To do:
The entries that follow must be given again exactly, with no pictures kept.

Available data:

- - -

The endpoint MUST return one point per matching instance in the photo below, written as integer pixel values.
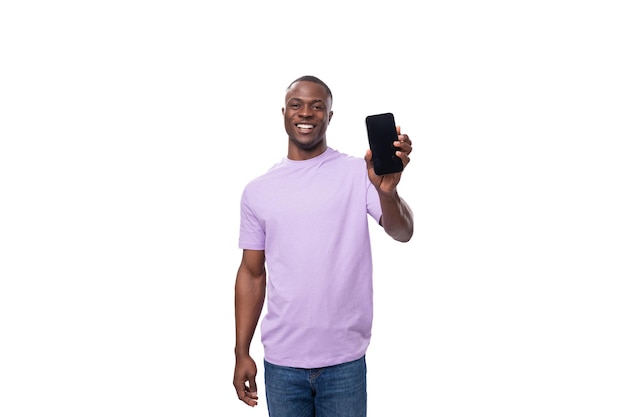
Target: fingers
(248, 394)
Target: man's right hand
(245, 380)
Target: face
(307, 114)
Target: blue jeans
(333, 391)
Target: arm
(249, 299)
(397, 218)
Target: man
(306, 218)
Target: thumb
(253, 385)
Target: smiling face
(307, 113)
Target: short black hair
(313, 79)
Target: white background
(129, 128)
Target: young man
(306, 218)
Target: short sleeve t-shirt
(310, 218)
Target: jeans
(333, 391)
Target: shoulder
(346, 160)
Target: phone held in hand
(381, 133)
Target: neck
(297, 153)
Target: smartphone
(381, 133)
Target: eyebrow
(316, 100)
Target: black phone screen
(381, 133)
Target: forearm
(249, 299)
(397, 219)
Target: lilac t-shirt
(310, 217)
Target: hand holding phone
(381, 133)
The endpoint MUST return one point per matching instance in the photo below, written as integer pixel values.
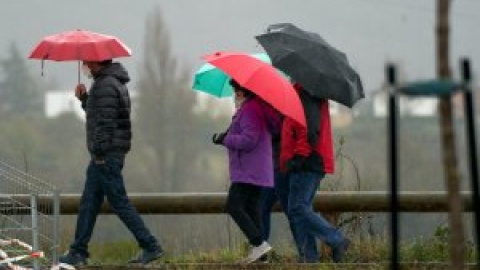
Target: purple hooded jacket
(249, 145)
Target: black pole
(472, 147)
(393, 151)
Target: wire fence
(29, 223)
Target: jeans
(303, 187)
(244, 208)
(106, 180)
(307, 252)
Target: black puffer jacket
(107, 106)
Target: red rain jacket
(292, 145)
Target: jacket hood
(116, 70)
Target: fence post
(35, 238)
(470, 132)
(393, 161)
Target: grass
(364, 250)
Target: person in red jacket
(306, 155)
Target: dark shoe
(73, 259)
(264, 259)
(339, 251)
(146, 256)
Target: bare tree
(165, 117)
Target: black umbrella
(309, 60)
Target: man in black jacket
(107, 107)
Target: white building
(61, 102)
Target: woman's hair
(236, 85)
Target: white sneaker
(257, 252)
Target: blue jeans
(303, 187)
(106, 180)
(307, 252)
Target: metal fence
(28, 229)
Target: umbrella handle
(78, 72)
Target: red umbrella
(79, 45)
(262, 79)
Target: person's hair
(236, 85)
(105, 62)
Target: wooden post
(448, 139)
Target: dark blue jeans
(303, 187)
(106, 180)
(307, 252)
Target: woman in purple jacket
(251, 166)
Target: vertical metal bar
(393, 151)
(470, 131)
(56, 226)
(35, 238)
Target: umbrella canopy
(306, 57)
(79, 45)
(214, 81)
(262, 79)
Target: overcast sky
(370, 32)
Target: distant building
(408, 106)
(61, 102)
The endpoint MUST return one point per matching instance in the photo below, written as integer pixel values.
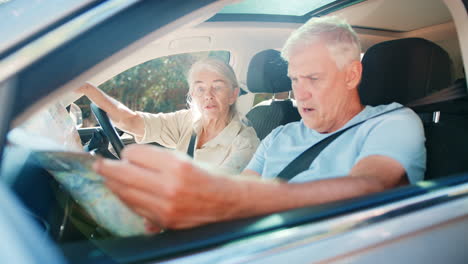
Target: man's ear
(353, 74)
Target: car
(412, 50)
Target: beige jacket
(230, 150)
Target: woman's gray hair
(339, 37)
(216, 66)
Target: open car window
(158, 85)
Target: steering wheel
(108, 128)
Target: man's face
(319, 87)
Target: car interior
(411, 52)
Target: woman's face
(212, 94)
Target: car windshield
(89, 223)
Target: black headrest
(403, 70)
(268, 73)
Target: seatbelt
(305, 159)
(191, 148)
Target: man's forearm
(264, 197)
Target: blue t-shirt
(398, 135)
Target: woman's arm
(122, 116)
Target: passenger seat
(267, 73)
(404, 70)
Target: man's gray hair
(216, 66)
(339, 37)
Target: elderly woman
(220, 138)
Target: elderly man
(384, 151)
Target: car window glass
(157, 85)
(22, 18)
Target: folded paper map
(61, 154)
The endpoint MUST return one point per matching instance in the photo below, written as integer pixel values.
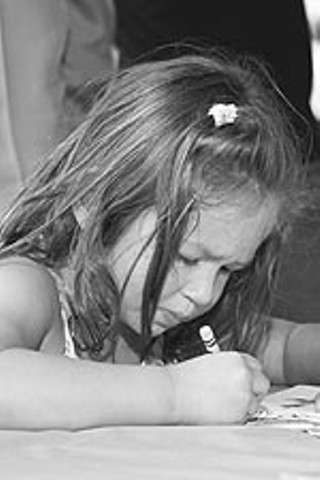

- - -

Solution to the exercise:
The endpoint MUST return one point per matching instance in the photo below, written as integer pixel values.
Target: fingers
(248, 394)
Target: man's right hand
(245, 380)
Target: face
(307, 114)
Target: blue jeans
(333, 391)
Target: arm
(249, 299)
(397, 218)
Target: man
(306, 218)
Target: thumb
(253, 385)
Target: smiling face
(307, 113)
Target: short black hair
(313, 79)
Target: white background
(129, 128)
Target: young man
(306, 218)
Target: short sleeve t-shirt
(310, 218)
Target: jeans
(333, 391)
Target: shoulder
(346, 160)
Target: phone held in hand
(381, 133)
Target: neck
(297, 153)
Target: smartphone
(381, 133)
Target: eyebrow
(316, 100)
Target: black phone screen
(381, 133)
Target: forearm
(249, 299)
(397, 219)
Target: lilac t-shirt
(310, 217)
Target: hand holding phone
(381, 133)
The endpoint MUST return one point per matching instance in the photo below, written as integer pixel values.
Target: purple hooded jacket
(249, 145)
Target: black pole
(472, 147)
(393, 151)
Target: wire fence
(29, 223)
Target: jeans
(303, 187)
(244, 208)
(106, 180)
(307, 252)
Target: black puffer jacket
(107, 106)
Target: red rain jacket
(292, 145)
Target: jacket hood
(116, 70)
Target: fence post
(35, 238)
(470, 132)
(393, 161)
Target: grass
(364, 250)
Target: person in red jacket
(306, 155)
Target: dark shoe
(73, 259)
(264, 259)
(339, 251)
(146, 256)
Target: bare tree
(165, 117)
Target: black umbrella
(309, 60)
Target: man in black jacket
(107, 107)
Target: white building
(61, 102)
Target: woman's hair
(236, 85)
Target: white sneaker
(257, 252)
Target: blue jeans
(303, 187)
(106, 180)
(307, 252)
Target: metal fence
(28, 229)
Target: umbrella handle
(78, 72)
Target: red umbrella
(79, 45)
(262, 79)
Target: person's hair
(236, 85)
(105, 62)
Target: wooden post
(448, 139)
Target: dark blue jeans
(303, 187)
(106, 180)
(307, 252)
Target: woman in purple jacket
(251, 166)
Target: vertical metal bar
(393, 151)
(470, 131)
(56, 226)
(35, 238)
Target: umbrella canopy
(306, 57)
(79, 45)
(214, 81)
(262, 79)
Target: overcast sky
(370, 32)
Target: distant building
(408, 106)
(61, 102)
The endpoint MUST return one point per matching instance in the photo below, written as integer pixel values.
Target: man's ear
(353, 74)
Target: car
(412, 50)
Target: beige jacket
(230, 150)
Target: woman's gray hair
(339, 37)
(216, 66)
Target: open car window
(158, 85)
Target: steering wheel
(108, 128)
Target: man's face
(319, 87)
Target: car interior
(411, 52)
Target: woman's face
(212, 94)
Target: car windshield
(89, 223)
Target: black headrest
(403, 70)
(268, 73)
Target: seatbelt
(305, 159)
(191, 148)
Target: man's forearm
(264, 197)
Target: blue t-shirt
(398, 135)
Target: woman's arm
(122, 116)
Target: passenger seat
(267, 73)
(404, 70)
Target: man's gray hair
(216, 66)
(339, 37)
Target: elderly woman
(220, 138)
Target: elderly man
(384, 151)
Target: car window glass
(157, 85)
(22, 18)
Target: folded paper map
(61, 154)
The endpoint MUST return one point per matching instance in the photo below, written as integer pixel values.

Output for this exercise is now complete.